*WORK INSTRUCTIONS:*
A) In the passage on changing your thinking, what term is given to predicting what people are thinking about you?
B) List every sentence in the passage on changing your thinking that ends in a question mark.
C) Copy the passage on changing your thinking, beginning at the words "Changing your thinking" and stopping after "good for me.". Substitute "lit burner" for each "hot stove".

(Beginning of EXERCISE TEXT)

Changing your thinking is possible, because most of how you and I think boils down to simple habit. We react to certain life events the same way because…that's the way we've always reacted. It's familiar. Fortunately and unfortunately, our brains were designed to be efficient. It's simply faster if I learn that touching a hot stove means a lot of pain and develop the "habit" of avoiding the thing the next hundred times I'm frying an egg than to have to stop and think, "Wait, let's reason this through. Should I touch it?" That's the "fortunate" side. The unfortunate side is sometimes the way we reacted to a life event created a self-defeating thought or belief that is actually no longer good for me.
Let me give you an example. A child on the first day of class is embarrassed when the class makes fun of him for wearing last year's jeans. This devastates him, because all he wanted to do was fit in and not be "odd." From that day on, to protect himself the child begins to predict what people are thinking about him, so he'll be prepared for the worst just in case it happens. That's called "mind-reading." Ever done that before? The problem with that is that it introduces the thought: "Something might be wrong with me." And from there, it's only a hop, skip and a jump until you start believing that there really is. Mind-reading, however, is actually fiction, a completely made up story-a game the child plays to try to avoid being hurt: "Why are they looking at me today? Is something wrong with me?"

(End of EXERCISE TEXT)
(Beginning of RECORDED DATA)

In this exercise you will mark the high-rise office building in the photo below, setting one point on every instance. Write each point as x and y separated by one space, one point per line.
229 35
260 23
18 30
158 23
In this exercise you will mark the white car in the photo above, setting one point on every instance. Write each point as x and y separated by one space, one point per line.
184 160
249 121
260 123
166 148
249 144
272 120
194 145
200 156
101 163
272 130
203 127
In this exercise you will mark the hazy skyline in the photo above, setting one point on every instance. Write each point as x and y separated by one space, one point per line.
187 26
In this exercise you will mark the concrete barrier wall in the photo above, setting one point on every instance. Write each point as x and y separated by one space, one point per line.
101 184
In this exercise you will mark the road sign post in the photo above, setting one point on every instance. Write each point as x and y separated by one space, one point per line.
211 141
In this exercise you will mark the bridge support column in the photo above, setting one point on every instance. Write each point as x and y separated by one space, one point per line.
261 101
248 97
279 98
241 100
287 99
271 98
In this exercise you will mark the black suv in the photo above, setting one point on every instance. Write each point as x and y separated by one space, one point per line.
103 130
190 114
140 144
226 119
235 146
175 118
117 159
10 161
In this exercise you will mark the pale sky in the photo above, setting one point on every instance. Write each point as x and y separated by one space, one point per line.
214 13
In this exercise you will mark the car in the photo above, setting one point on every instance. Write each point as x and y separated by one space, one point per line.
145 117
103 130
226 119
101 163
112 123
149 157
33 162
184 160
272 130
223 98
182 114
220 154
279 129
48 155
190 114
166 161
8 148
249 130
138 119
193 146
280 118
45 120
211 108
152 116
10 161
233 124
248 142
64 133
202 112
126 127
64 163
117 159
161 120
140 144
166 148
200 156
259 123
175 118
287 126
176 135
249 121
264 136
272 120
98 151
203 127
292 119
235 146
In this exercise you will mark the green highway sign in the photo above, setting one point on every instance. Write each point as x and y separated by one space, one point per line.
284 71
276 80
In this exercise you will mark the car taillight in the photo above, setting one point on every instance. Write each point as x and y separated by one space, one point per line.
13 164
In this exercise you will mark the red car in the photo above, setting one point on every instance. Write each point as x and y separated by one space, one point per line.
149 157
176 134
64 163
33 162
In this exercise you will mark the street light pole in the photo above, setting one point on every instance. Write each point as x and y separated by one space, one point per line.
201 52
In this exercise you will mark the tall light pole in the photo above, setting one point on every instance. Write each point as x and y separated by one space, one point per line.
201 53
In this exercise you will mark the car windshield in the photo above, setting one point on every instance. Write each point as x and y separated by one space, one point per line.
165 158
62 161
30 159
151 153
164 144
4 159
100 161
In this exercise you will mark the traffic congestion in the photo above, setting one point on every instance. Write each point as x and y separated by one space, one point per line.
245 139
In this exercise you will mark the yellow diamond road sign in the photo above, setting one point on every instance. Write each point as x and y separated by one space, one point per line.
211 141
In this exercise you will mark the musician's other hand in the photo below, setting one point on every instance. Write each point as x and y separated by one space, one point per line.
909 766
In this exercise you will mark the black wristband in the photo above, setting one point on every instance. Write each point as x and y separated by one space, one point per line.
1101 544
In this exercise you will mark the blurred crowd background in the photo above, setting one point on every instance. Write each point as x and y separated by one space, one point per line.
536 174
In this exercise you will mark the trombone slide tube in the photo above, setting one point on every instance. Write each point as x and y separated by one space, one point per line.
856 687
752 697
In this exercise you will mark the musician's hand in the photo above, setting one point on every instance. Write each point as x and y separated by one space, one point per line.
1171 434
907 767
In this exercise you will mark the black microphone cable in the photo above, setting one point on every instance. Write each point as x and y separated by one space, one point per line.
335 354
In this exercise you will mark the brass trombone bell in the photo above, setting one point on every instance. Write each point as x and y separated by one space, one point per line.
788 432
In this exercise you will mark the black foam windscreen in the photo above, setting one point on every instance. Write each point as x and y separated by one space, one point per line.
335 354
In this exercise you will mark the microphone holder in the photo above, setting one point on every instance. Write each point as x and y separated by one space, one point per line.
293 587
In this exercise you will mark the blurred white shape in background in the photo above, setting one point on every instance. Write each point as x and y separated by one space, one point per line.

(End of RECORDED DATA)

*TASK-BY-TASK ANSWERS:*
A) Mind-reading.

B)
Should I touch it?
Ever done that before?
Why are they looking at me today?
Is something wrong with me?

C)
Changing your thinking is possible, because most of how you and I think boils down to simple habit. We react to certain life events the same way because…that's the way we've always reacted. It's familiar. Fortunately and unfortunately, our brains were designed to be efficient. It's simply faster if I learn that touching a lit burner means a lot of pain and develop the "habit" of avoiding the thing the next hundred times I'm frying an egg than to have to stop and think, "Wait, let's reason this through. Should I touch it?" That's the "fortunate" side. The unfortunate side is sometimes the way we reacted to a life event created a self-defeating thought or belief that is actually no longer good for me.